# Page start

The task is to find the words in the Irony corpus that are not in the GloVe Word list

In [6]:
def get_oovs(vocab_path: str, word2i: Dict[str, int]) -> List[str]:
    """Find the vocab items that do not exist in the glove embeddings (in word2i).
    Return the List of such (unique) words.

    Args:
        vocab_path: List of batches of sentences.
        word2i (Dict[str, int]): _description_

    Returns:
        List[str]: _description_
    """
    with open(vocab_path, encoding='utf8') as vf:
        vocab = set([w.strip() for w in vf.readlines()])
    
    glove_and_vocab = set(word2i.keys())
    vocab_and_not_glove = vocab - glove_and_vocab
    return list(vocab_and_not_glove)

### Task 4: Update the embeddings with oov words (3 Points)

In [7]:
from torch.nn.init import xavier_uniform_

def intialize_new_embedding_weights(num_embeddings: int, dim: int) -> torch.FloatTensor:
    """xavier initialization for the embeddings of words in train, but not in gLove.

    Args:
        num_embeddings (int): _description_
        dim (int): _description_

    Returns:
        torch.FloatTensor: _description_
    """
    # TODO: Initialize a num_embeddings x dim matrix with xiavier initiialization
    #      That is, a normal distribution with mean 0 and standard deviation of dim^-0.5
    weights = torch.FloatTensor(num_embeddings, dim).normal_()
    xavier_uniform_(weights)
    return weights


def update_embeddings(
    glove_word2i: Dict[str, int],
    glove_embeddings: torch.FloatTensor,
    oovs: List[str]
) -> Tuple[Dict[str, int], torch.FloatTensor]:
    # TODO: Add the oov words to the dict, assigning a new index to each

    # TODO: Concatenate a new row to embeddings for each oov
    #       initialize those new rows with `intialize_new_embedding_weights`

    # TODO: Return the tuple of the dictionary and the new embeddings matrix
    new_word2i = {word: i + len(glove_word2i) for i, word in enumerate(oovs)}
    glove_word2i.update(new_word2i)

    oov_embeddings = intialize_new_embedding_weights(len(oovs), dim=glove_embeddings.size(1))
    new_embeddings = torch.cat((glove_embeddings, oov_embeddings), dim=0)

    return glove_word2i, new_embeddings

In [8]:
def make_batches(sequences: List[str], batch_size: int) -> List[List[str]]:
    """Yield batch_size chunks from sequences."""
    # TODO
    batches = []
    current_batch = []

    for sequence in sequences:
        current_batch.append(sequence)

# Page end
# Given entries start

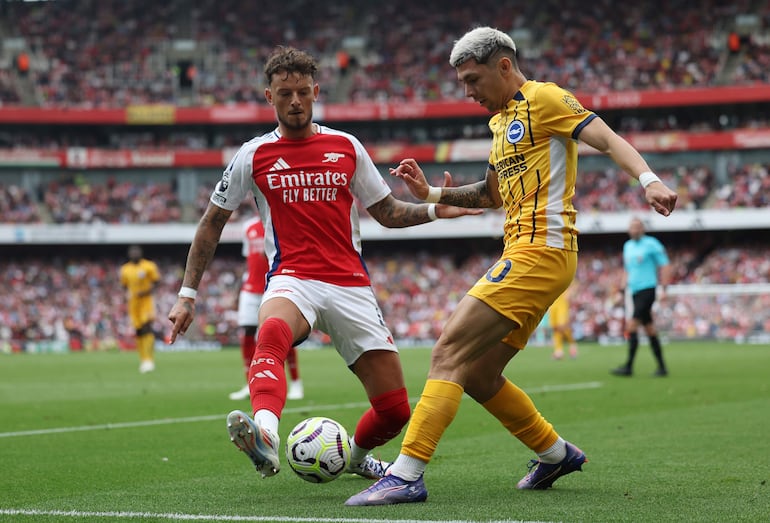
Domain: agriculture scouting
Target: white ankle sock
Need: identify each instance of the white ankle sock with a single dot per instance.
(266, 420)
(408, 468)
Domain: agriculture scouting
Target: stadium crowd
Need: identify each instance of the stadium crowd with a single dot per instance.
(114, 53)
(79, 302)
(75, 198)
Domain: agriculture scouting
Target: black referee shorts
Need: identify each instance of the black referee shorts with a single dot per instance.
(643, 301)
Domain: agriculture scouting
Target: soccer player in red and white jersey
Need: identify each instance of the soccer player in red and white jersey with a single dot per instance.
(249, 299)
(304, 178)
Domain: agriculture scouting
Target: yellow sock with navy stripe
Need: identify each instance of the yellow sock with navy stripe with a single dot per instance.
(518, 414)
(434, 412)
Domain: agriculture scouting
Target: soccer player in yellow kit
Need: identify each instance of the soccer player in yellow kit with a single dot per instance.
(531, 174)
(139, 276)
(558, 317)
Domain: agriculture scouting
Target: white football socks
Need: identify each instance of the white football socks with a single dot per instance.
(555, 453)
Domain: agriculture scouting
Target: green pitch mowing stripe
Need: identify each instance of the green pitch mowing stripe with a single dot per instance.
(213, 417)
(204, 517)
(689, 447)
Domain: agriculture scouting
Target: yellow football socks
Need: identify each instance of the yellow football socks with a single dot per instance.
(518, 414)
(145, 346)
(434, 412)
(558, 341)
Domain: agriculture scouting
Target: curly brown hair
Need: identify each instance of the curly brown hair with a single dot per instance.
(288, 60)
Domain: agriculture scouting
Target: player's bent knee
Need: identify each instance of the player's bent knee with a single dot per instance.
(393, 408)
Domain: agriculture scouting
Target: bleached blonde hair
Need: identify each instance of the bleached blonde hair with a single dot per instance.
(480, 44)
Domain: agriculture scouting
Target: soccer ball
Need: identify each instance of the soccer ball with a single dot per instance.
(318, 449)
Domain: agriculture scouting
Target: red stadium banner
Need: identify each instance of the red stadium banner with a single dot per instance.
(367, 111)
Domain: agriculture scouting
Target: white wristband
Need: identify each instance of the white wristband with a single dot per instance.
(434, 195)
(648, 177)
(187, 292)
(432, 212)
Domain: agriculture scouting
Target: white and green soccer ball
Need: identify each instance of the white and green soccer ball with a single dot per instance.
(318, 449)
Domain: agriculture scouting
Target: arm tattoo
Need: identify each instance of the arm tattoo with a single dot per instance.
(394, 213)
(472, 195)
(204, 245)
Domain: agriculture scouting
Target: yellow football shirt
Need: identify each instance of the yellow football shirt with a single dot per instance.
(534, 154)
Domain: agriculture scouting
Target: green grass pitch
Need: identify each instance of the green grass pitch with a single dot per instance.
(85, 437)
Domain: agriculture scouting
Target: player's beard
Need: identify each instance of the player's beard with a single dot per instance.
(297, 123)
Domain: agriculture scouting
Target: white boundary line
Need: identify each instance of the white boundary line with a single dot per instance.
(212, 517)
(214, 417)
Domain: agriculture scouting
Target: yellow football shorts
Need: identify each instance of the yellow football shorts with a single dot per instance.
(141, 311)
(523, 284)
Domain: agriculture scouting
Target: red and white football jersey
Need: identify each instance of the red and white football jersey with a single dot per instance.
(305, 192)
(254, 252)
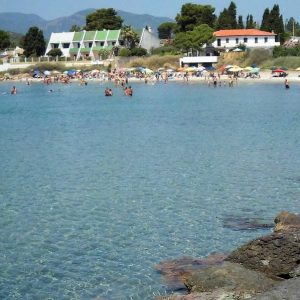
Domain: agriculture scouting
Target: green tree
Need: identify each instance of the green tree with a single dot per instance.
(194, 39)
(232, 15)
(34, 43)
(55, 52)
(166, 30)
(104, 53)
(192, 15)
(240, 24)
(250, 22)
(265, 24)
(4, 40)
(223, 21)
(227, 18)
(292, 25)
(273, 21)
(105, 18)
(75, 28)
(130, 37)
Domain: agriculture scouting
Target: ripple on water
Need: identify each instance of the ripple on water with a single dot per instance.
(95, 193)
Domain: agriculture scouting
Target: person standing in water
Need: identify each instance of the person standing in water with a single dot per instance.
(13, 90)
(286, 84)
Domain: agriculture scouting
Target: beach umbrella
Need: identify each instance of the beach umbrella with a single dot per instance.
(255, 70)
(190, 69)
(71, 72)
(201, 68)
(235, 69)
(147, 71)
(210, 68)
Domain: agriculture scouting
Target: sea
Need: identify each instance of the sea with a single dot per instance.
(96, 191)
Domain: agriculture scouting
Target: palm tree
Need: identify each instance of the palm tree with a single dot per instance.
(129, 36)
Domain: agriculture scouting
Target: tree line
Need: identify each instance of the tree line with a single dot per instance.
(195, 18)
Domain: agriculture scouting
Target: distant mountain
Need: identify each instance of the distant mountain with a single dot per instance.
(18, 22)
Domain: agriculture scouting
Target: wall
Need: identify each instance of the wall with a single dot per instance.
(251, 42)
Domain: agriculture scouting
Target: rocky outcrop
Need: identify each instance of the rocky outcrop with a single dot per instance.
(257, 270)
(277, 254)
(287, 290)
(286, 221)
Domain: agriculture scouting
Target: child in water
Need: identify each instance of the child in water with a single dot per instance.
(13, 91)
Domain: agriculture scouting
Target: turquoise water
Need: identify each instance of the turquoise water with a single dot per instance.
(95, 191)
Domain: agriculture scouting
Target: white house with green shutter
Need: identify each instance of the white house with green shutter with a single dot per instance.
(87, 44)
(84, 44)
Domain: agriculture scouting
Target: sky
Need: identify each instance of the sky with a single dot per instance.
(50, 9)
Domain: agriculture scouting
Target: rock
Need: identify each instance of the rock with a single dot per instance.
(286, 221)
(276, 254)
(287, 290)
(176, 271)
(218, 294)
(240, 223)
(295, 273)
(230, 277)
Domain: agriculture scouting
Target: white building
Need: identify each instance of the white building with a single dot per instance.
(251, 38)
(148, 40)
(84, 44)
(87, 44)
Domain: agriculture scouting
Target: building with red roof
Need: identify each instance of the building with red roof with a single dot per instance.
(251, 38)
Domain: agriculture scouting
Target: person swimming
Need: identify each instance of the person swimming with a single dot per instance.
(108, 92)
(128, 91)
(13, 91)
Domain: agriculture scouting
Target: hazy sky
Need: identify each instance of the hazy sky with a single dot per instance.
(50, 9)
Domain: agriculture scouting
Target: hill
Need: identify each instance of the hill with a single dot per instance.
(19, 22)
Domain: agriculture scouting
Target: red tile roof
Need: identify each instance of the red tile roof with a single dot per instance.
(242, 32)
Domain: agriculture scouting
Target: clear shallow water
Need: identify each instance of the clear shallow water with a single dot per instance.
(95, 191)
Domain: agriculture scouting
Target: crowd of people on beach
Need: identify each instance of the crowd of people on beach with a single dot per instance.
(121, 79)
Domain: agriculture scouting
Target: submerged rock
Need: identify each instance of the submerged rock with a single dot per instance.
(276, 254)
(241, 223)
(176, 271)
(286, 221)
(288, 290)
(230, 277)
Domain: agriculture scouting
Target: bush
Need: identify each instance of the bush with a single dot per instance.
(165, 50)
(283, 51)
(124, 52)
(154, 62)
(257, 56)
(55, 52)
(138, 52)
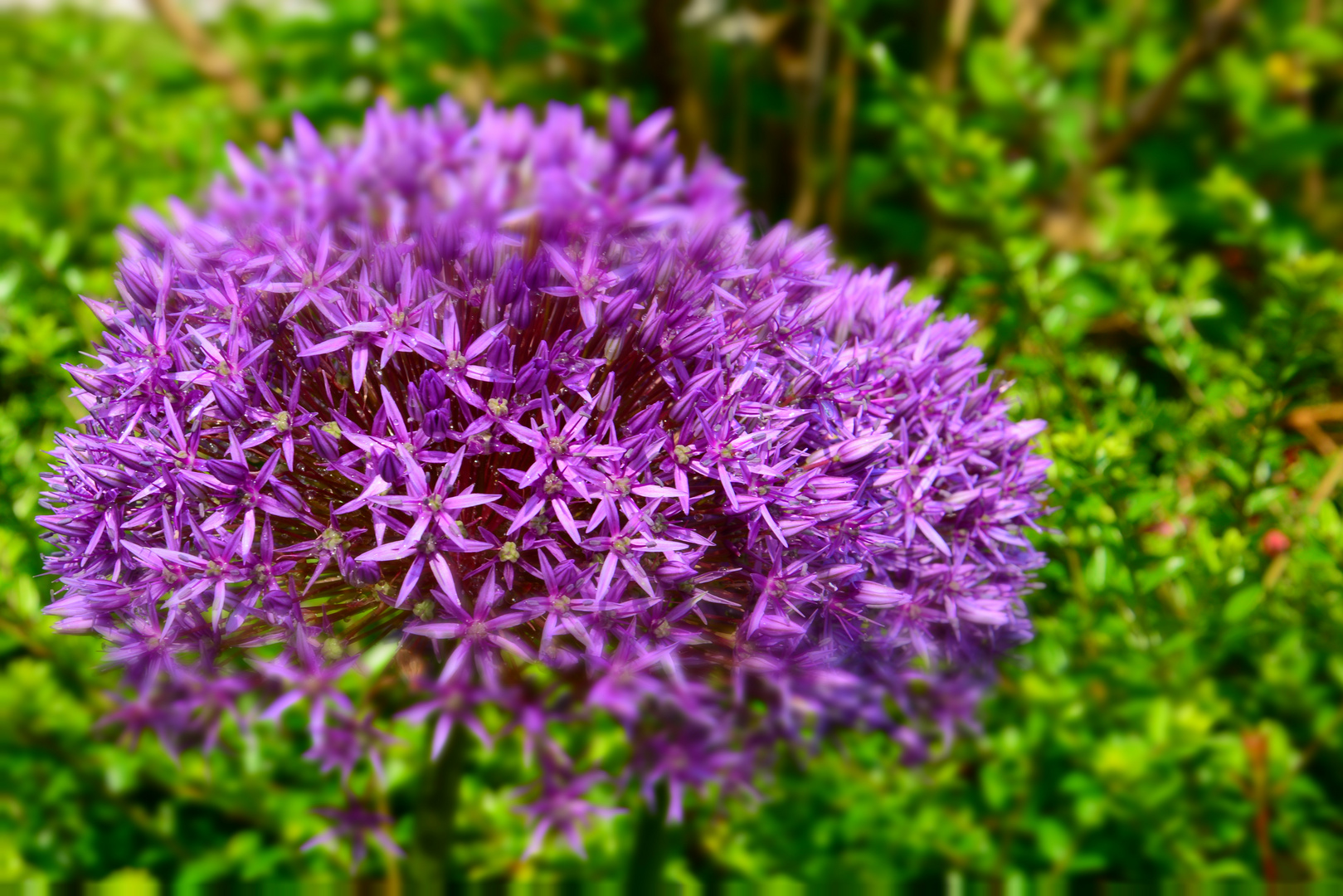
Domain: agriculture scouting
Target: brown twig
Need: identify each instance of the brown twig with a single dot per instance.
(1256, 750)
(666, 65)
(818, 37)
(208, 60)
(1213, 32)
(958, 26)
(1307, 422)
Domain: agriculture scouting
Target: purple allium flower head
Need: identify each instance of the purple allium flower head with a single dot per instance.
(518, 394)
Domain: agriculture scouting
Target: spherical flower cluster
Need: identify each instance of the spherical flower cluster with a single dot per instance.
(521, 397)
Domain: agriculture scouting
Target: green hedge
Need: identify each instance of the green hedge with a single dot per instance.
(1139, 202)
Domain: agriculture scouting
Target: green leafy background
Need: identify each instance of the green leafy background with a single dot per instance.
(1139, 201)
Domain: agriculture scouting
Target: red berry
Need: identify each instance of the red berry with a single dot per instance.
(1275, 542)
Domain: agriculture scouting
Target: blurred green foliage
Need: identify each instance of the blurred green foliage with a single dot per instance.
(1139, 201)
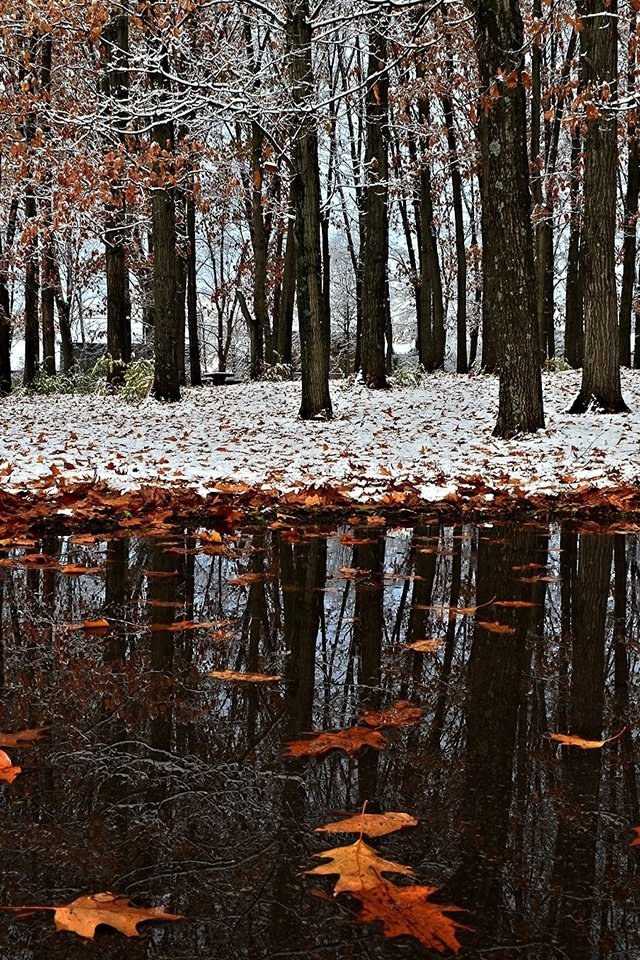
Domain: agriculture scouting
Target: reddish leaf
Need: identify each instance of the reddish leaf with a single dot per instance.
(351, 741)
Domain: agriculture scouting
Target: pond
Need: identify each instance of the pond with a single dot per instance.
(158, 782)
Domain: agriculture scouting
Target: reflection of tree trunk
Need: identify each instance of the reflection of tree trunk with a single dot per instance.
(303, 570)
(368, 632)
(497, 682)
(162, 587)
(575, 864)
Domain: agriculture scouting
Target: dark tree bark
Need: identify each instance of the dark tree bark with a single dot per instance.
(313, 320)
(600, 388)
(116, 41)
(375, 253)
(509, 298)
(195, 367)
(574, 306)
(629, 243)
(5, 303)
(461, 253)
(166, 383)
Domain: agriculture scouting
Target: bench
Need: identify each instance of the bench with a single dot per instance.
(218, 377)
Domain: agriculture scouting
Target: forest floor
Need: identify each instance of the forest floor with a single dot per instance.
(404, 448)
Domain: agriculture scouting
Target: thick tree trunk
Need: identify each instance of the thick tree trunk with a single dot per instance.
(629, 245)
(314, 323)
(5, 304)
(115, 236)
(376, 249)
(600, 388)
(195, 368)
(461, 253)
(509, 292)
(574, 305)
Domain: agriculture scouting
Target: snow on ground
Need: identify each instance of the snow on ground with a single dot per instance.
(432, 437)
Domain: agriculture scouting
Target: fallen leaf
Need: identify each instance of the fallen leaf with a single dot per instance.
(494, 627)
(358, 867)
(407, 911)
(84, 914)
(351, 741)
(400, 714)
(234, 676)
(24, 738)
(425, 646)
(570, 740)
(8, 772)
(515, 604)
(371, 824)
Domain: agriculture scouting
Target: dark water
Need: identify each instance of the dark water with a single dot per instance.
(161, 784)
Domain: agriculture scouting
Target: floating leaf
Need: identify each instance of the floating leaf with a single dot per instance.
(515, 604)
(425, 646)
(407, 911)
(570, 740)
(400, 714)
(8, 772)
(371, 824)
(84, 914)
(237, 676)
(24, 738)
(358, 867)
(351, 741)
(494, 627)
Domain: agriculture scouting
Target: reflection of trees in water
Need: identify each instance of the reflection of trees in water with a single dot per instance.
(159, 783)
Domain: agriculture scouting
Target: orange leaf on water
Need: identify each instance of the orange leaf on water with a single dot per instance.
(23, 738)
(8, 772)
(358, 867)
(84, 914)
(494, 627)
(371, 824)
(425, 646)
(407, 911)
(570, 740)
(400, 714)
(351, 741)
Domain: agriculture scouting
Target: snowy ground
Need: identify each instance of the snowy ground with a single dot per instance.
(434, 439)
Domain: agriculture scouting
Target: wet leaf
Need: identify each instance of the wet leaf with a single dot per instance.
(494, 627)
(191, 625)
(358, 866)
(425, 646)
(8, 772)
(407, 911)
(371, 824)
(84, 914)
(237, 676)
(246, 578)
(515, 604)
(23, 738)
(400, 714)
(351, 741)
(570, 740)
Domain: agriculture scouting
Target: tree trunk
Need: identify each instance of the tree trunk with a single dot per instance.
(314, 323)
(115, 235)
(195, 369)
(375, 254)
(600, 388)
(629, 243)
(509, 291)
(574, 306)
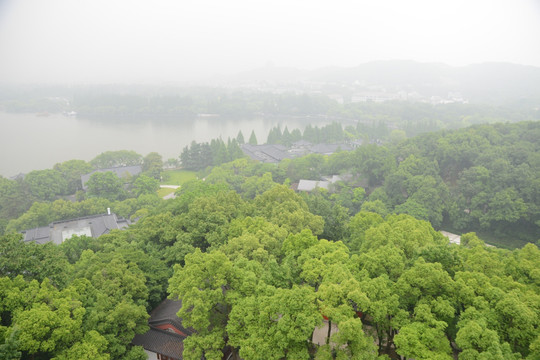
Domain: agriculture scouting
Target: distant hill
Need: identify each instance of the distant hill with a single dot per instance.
(494, 83)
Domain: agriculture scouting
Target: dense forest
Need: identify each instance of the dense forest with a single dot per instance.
(257, 265)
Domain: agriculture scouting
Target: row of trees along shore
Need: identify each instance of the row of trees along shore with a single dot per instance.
(257, 265)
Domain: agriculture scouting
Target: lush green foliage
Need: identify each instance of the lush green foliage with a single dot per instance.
(257, 265)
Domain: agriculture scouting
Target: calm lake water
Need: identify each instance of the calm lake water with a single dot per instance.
(30, 142)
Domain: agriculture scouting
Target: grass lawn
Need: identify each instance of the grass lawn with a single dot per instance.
(177, 177)
(165, 191)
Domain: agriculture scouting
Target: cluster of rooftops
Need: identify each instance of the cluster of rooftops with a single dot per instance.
(269, 153)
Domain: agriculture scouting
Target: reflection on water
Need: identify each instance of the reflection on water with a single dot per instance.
(29, 142)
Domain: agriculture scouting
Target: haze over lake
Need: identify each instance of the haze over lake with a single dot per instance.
(30, 142)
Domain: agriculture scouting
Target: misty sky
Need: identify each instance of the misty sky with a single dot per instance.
(97, 41)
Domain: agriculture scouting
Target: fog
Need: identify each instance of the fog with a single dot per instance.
(121, 41)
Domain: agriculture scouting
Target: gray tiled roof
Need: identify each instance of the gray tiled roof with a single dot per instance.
(266, 153)
(38, 235)
(162, 342)
(165, 313)
(327, 149)
(118, 171)
(59, 231)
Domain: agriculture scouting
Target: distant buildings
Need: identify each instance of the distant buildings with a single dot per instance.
(59, 231)
(269, 153)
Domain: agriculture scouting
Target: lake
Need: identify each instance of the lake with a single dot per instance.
(31, 142)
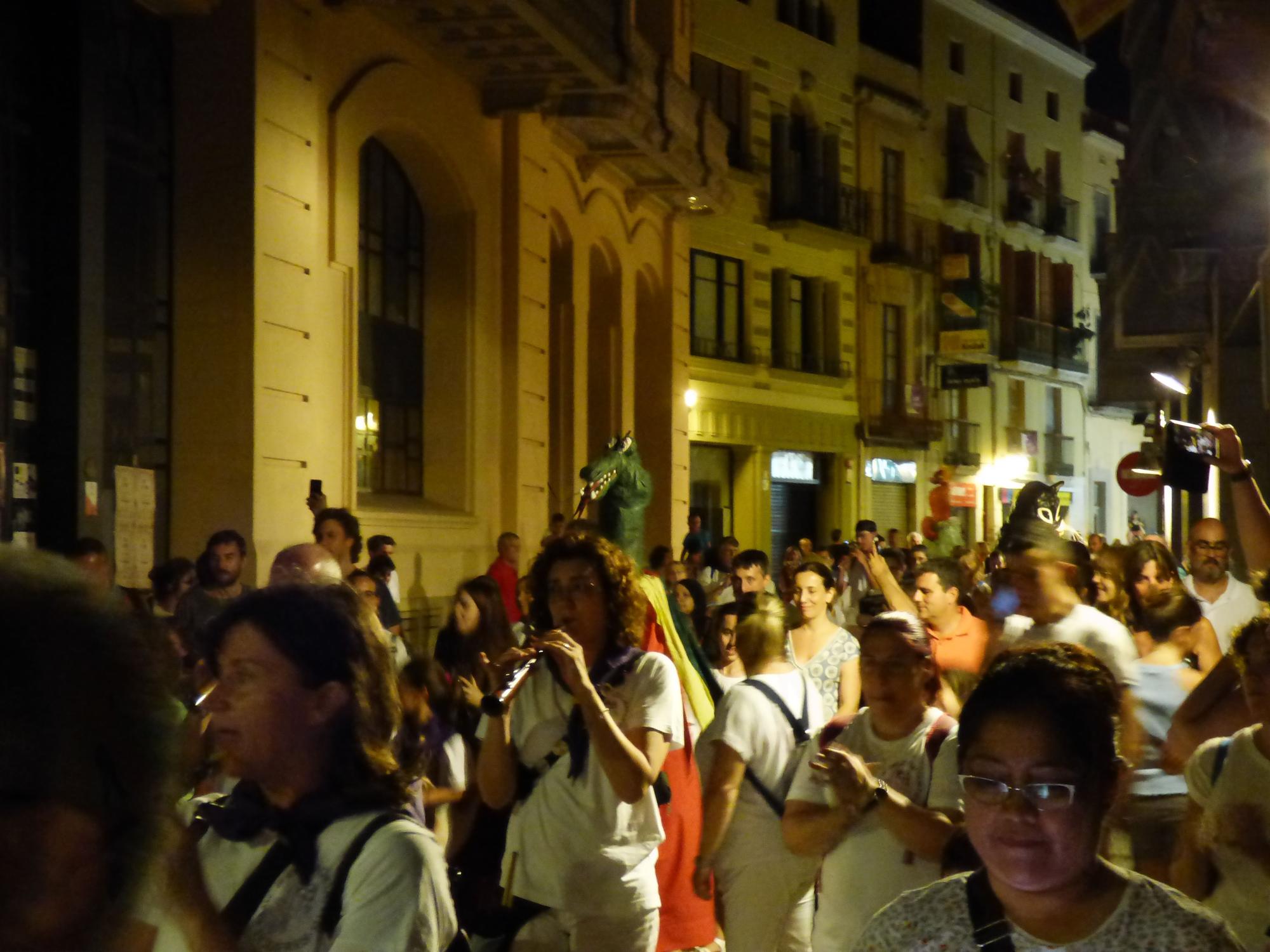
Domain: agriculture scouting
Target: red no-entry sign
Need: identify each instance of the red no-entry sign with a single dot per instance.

# Given entries end

Written instruction => Resume the notebook code on word embeddings for the Irony corpus at the point where it stops. The records play no part in what follows.

Task answer =>
        if len(current_batch) == batch_size:
            batches.append(current_batch)
            current_batch = []

    if current_batch:
        batches.append(current_batch)

    return batches

def make_label_batches(labels: List[int], batch_size: int) -> List[List[int]]:
    """Yield batch_size chunks from labels."""
    batches = []
    current_batch = []

    for label in labels:
        current_batch.append(label)
        if len(current_batch) == batch_size:
            batches.append(current_batch)
            current_batch = []

    if current_batch:
        batches.append(current_batch)

    return batches


# TODO: Set your preferred batch size
batch_size = 8
tokenizer = Tokenizer()

# We make batches now and use those.
batch_tokenized = []
batch_labels=make_label_batches(train_labels, batch_size)
# Note: Labels need to be batched in the same way to ensure
# We have train sentence and label batches lining up.

for batch in make_batches(train_sentences, batch_size):
    batch_tokenized.append(tokenizer(batch))


# We make batches now and use those.
dev_batch_tokenized = []
dev_batch_labels=make_label_batches(dev_labels, batch_size)
# Note: Labels need to be batched in the same way to ensure
# We have train sentence and label batches lining up.

for batch in make_batches(dev_sentences, batch_size):
    dev_batch_tokenized.append(tokenizer(batch))

# We make batches now and use those.
test_batch_tokenized = []
test_batch_labels=make_label_batches(test_labels, batch_size)
# Note: Labels need to be batched in the same way to ensure
# We have train sentence and label batches lining up.

for batch in make_batches(test_sentences, batch_size):
    test_batch_tokenized.append(tokenizer(batch))

glove_word2i, glove_embeddings = read_pretrained_embeddings(
    embedding_path,
    vocab_path
)

# Find the out-of-vocabularies
oovs = get_oovs(vocab_path, glove_word2i)

# Add the oovs from training data to the word2i encoding, and as new rows
# to the embeddings matrix
word2i, embeddings = update_embeddings(glove_word2i, glove_embeddings, oovs)

Reading embeddings from glove.twitter.27B.50d.txt...


### Encoding words to integers: DO NOT EDIT

In [9]:
# Use these functions to encode your batches before you call the train loop.

def encode_sentences(batch: List[List[str]], word2i: Dict[str, int]) -> torch.LongTensor:
    """Encode the tokens in each sentence in the batch with a dictionary

    Args:
        batch (List[List[str]]): The padded and tokenized batch of sentences.
        word2i (Dict[str, int]): The encoding dictionary.

    Returns:
        torch.LongTensor: The tensor of encoded sentences.
    """
    UNK_IDX = word2i["<UNK>"]
    tensors = []
    for sent in batch:
        tensors.append(torch.LongTensor([word2i.get(w, UNK_IDX) for w in sent]))
        
    return torch.stack(tensors)


def encode_labels(labels: List[int]) -> torch.FloatTensor:
    """Turns the batch of labels into a tensor

    Args:
        labels (List[int]): List of all labels in the batch

    Returns:
        torch.FloatTensor: Tensor of all labels in the batch
    """
    return torch.LongTensor([int(l) for l in labels])

## Modeling   ( 7 Points)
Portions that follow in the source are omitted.